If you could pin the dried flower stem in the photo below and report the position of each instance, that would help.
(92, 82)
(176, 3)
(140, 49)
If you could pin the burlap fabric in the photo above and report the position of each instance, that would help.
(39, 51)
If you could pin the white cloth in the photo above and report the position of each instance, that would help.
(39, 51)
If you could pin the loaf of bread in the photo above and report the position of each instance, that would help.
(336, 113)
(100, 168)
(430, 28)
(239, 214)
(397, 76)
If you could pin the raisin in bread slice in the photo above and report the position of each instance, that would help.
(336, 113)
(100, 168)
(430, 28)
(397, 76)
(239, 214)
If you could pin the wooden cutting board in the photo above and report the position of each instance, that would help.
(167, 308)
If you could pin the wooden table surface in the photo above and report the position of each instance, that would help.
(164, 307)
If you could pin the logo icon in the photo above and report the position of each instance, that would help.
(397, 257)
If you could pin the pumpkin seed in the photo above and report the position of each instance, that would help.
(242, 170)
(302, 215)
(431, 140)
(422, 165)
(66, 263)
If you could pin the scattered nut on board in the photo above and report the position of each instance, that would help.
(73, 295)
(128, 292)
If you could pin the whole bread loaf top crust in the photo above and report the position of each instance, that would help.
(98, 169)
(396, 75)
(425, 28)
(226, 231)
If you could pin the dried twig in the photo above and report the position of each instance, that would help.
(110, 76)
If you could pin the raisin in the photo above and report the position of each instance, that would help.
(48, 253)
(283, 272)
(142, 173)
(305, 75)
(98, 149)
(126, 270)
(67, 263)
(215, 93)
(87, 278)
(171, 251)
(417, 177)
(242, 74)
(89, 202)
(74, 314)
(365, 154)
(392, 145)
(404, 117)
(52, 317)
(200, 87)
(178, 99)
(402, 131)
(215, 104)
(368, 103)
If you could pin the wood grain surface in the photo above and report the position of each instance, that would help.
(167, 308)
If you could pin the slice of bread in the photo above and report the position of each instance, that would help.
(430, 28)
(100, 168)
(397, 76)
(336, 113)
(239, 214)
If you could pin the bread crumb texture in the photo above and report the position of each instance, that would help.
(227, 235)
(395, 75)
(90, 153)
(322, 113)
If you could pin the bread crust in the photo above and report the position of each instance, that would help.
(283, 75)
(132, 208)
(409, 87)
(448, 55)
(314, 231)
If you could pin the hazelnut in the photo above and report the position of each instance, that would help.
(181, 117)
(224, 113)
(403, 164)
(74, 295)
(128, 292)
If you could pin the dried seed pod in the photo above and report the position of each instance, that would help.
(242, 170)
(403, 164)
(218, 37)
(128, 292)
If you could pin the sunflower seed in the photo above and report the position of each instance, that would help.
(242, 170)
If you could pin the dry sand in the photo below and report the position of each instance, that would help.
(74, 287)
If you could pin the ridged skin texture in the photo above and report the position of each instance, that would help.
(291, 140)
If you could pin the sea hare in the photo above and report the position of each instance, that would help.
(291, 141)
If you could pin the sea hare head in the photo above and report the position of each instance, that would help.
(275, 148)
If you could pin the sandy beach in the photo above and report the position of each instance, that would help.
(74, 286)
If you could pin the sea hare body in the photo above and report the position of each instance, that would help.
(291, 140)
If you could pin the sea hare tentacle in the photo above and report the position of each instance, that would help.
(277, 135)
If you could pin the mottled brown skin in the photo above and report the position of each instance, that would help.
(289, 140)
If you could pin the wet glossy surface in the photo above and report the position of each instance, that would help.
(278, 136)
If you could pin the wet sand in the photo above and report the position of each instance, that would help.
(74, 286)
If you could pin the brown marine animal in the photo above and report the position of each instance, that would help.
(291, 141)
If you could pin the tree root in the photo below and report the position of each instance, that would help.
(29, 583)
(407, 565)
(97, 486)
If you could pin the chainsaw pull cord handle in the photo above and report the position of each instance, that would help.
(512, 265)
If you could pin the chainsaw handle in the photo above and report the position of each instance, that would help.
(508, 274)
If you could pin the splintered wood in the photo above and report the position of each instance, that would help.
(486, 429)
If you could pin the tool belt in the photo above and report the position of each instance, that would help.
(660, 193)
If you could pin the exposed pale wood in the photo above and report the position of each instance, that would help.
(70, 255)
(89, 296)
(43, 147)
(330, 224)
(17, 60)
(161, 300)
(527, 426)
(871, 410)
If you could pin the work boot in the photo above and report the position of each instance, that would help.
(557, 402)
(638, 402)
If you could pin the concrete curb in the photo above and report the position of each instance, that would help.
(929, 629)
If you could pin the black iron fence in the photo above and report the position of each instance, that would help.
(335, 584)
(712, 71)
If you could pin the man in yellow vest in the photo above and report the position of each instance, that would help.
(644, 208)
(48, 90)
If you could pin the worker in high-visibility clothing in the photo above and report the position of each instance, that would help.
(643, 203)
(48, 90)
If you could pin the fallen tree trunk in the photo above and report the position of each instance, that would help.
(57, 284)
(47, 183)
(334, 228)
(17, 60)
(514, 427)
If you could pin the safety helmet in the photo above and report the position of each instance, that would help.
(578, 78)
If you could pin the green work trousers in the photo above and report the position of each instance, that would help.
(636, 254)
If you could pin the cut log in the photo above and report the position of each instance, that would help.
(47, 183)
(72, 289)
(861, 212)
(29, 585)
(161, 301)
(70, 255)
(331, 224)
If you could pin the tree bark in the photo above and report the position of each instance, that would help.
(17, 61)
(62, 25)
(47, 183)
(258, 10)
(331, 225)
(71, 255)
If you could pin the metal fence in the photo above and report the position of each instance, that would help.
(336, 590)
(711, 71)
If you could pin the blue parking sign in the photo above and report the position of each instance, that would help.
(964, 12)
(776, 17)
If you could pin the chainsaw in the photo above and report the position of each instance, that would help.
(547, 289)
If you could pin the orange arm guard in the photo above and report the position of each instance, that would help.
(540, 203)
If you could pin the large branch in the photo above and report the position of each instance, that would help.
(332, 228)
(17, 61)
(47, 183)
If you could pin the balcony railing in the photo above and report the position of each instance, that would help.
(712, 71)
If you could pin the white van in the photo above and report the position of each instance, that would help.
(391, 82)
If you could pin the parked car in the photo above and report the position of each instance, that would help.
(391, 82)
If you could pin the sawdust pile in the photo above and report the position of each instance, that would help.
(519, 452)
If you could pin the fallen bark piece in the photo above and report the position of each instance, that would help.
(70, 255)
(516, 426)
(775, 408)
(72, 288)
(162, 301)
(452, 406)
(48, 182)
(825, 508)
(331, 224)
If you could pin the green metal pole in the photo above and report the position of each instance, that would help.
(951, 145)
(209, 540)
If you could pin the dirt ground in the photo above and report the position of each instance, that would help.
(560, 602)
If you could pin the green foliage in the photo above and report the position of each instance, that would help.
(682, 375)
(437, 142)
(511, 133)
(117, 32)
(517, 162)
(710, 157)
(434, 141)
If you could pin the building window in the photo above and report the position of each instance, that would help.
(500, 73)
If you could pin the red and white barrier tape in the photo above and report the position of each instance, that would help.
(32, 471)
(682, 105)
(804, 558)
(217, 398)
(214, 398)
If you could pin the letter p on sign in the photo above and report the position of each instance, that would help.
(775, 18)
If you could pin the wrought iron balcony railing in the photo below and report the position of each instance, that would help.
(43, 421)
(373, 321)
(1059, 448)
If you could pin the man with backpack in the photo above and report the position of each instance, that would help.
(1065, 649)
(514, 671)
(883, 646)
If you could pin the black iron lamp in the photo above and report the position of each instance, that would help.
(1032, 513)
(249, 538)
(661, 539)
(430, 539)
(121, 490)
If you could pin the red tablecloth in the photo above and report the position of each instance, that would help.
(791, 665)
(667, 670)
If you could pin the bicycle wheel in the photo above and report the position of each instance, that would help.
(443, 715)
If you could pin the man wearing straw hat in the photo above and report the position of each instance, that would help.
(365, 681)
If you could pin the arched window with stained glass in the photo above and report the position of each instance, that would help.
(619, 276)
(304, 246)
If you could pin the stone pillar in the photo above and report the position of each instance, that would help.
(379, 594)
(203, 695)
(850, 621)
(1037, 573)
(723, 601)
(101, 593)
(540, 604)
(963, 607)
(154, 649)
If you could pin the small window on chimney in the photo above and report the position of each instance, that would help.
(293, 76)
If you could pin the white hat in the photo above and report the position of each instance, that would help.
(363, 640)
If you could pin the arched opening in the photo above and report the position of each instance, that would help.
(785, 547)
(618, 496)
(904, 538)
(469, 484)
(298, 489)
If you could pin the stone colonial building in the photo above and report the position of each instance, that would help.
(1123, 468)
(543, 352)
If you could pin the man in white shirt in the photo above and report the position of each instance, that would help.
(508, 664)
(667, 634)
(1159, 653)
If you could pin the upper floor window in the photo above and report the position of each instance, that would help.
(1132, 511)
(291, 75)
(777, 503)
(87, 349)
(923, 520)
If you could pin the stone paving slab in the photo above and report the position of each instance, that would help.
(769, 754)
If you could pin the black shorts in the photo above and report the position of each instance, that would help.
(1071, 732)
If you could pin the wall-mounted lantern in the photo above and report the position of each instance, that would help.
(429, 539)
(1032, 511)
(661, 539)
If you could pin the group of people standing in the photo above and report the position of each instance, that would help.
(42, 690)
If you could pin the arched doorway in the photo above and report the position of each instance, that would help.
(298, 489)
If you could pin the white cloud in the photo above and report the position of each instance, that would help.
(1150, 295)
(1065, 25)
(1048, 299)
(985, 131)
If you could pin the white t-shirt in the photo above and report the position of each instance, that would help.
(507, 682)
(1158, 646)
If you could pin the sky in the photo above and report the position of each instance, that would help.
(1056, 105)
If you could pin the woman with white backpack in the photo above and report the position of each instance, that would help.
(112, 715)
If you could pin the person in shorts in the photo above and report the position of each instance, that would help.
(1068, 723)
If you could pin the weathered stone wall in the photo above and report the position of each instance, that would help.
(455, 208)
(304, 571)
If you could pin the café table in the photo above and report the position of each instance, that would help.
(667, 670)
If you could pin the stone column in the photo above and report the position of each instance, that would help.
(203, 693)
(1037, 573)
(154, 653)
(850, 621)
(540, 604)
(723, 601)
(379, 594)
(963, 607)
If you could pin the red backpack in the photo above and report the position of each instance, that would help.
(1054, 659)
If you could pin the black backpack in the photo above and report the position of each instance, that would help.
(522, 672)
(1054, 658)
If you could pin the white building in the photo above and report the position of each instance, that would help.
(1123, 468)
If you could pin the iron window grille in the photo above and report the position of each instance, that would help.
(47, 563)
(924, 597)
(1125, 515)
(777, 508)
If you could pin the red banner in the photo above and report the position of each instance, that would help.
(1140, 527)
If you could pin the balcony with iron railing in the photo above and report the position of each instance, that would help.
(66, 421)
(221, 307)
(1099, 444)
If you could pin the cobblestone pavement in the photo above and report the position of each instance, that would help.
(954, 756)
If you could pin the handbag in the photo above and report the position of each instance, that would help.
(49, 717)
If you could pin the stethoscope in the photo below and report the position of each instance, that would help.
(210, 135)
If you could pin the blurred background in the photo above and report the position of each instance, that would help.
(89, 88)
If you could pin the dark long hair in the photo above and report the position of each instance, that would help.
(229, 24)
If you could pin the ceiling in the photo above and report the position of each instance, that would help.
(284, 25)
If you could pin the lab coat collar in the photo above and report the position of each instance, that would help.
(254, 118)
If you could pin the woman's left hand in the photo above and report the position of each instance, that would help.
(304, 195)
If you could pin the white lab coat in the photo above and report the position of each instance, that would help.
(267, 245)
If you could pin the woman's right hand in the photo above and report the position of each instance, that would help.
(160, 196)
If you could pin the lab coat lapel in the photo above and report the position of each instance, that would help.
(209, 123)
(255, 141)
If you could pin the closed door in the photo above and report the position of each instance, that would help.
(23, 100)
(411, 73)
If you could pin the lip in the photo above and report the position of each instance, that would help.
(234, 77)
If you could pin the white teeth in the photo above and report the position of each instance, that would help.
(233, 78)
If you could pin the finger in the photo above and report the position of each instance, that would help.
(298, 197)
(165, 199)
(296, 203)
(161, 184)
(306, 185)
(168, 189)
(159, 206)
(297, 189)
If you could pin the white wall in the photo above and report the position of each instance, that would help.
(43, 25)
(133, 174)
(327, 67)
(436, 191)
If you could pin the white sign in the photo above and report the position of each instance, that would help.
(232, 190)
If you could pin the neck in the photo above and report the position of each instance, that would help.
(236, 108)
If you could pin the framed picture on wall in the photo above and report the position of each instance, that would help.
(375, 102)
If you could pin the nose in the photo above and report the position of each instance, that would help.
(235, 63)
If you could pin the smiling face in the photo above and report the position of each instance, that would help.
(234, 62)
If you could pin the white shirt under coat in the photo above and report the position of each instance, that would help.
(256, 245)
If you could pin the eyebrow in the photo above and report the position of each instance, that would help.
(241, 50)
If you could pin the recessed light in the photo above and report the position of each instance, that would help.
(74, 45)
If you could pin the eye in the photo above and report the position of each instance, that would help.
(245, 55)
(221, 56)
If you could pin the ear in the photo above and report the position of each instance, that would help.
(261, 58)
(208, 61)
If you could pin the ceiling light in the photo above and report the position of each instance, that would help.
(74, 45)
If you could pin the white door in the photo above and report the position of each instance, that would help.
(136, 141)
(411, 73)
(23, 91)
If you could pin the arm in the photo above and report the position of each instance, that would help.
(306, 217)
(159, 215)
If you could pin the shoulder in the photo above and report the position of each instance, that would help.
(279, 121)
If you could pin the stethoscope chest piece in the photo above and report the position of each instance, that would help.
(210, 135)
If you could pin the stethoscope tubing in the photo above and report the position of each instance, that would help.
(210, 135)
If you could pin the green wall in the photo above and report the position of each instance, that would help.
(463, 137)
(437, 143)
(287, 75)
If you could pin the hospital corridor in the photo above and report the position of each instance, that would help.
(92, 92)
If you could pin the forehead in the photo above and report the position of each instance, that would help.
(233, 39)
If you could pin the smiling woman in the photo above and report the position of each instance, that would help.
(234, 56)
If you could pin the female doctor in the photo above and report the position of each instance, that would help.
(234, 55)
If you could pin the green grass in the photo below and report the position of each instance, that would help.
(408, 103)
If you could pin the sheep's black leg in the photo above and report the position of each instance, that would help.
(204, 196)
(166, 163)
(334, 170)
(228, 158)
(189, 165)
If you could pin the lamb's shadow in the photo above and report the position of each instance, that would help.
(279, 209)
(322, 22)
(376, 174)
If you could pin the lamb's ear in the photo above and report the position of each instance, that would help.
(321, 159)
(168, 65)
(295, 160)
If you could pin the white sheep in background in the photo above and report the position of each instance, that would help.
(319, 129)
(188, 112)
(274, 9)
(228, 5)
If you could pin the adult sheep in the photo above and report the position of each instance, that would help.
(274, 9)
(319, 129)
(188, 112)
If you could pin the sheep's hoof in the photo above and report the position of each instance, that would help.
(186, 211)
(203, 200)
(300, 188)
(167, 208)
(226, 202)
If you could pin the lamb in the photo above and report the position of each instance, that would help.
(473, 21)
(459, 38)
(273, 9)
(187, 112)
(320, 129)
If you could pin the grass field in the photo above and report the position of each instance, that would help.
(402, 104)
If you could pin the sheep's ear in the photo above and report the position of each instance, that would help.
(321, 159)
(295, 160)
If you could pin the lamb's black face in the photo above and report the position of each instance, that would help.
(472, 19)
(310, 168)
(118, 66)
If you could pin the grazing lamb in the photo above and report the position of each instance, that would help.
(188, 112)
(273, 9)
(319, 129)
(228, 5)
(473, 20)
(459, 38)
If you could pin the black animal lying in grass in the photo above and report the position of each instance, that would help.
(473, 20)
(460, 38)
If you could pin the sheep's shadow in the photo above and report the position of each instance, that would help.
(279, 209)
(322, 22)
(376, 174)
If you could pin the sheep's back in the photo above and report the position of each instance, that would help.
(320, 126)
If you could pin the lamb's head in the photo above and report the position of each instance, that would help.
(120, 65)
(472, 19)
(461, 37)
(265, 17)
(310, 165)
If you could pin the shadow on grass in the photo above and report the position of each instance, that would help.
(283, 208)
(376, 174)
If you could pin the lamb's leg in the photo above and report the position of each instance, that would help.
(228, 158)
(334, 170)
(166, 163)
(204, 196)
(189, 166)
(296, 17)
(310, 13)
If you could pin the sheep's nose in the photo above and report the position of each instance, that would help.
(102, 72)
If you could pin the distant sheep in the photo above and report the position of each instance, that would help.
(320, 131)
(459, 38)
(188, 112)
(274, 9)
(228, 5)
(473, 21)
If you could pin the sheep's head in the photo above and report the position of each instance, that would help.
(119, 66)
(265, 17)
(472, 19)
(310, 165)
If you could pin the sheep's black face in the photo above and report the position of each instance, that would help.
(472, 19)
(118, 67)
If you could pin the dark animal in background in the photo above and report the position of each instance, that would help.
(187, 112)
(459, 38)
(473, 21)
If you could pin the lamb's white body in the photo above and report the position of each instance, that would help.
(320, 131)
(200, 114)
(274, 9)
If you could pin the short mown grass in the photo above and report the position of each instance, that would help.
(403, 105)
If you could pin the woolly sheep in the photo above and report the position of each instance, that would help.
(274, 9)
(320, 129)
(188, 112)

### Short task
Copy out the rows verbatim, starting from the line with "If you could pin the sawdust" up to and including the line with "(1059, 448)".

### Full output
If you could pin the sawdust pile in the photo above and report the position of each instance, that would help.
(519, 452)
If you could pin the fallen bark piece in the photo above and report the position of each instance, that would help.
(70, 255)
(516, 426)
(775, 408)
(72, 288)
(162, 301)
(452, 406)
(48, 182)
(825, 508)
(331, 224)
If you could pin the green metal pole in the photo above and report the position of each instance, that would help.
(951, 145)
(209, 540)
If you could pin the dirt ground in the photo above and report the position of each instance, that would help.
(560, 602)
If you could pin the green foliage in the photo above and report the position of each instance, that would help.
(682, 375)
(437, 142)
(511, 133)
(117, 32)
(517, 162)
(710, 157)
(434, 141)
If you could pin the building window in the photo above and report the position of each instance, that would help.
(500, 73)
If you could pin the red and white barrier tape in the photo above and report the position of each instance, that would help.
(32, 471)
(682, 105)
(804, 558)
(217, 398)
(214, 398)
If you could pin the letter p on sign in the photo above and report the position of each instance, that would help.
(775, 18)
If you could pin the wrought iron balcony railing in the photo below and report the position of each instance, that would help.
(43, 421)
(373, 321)
(1059, 448)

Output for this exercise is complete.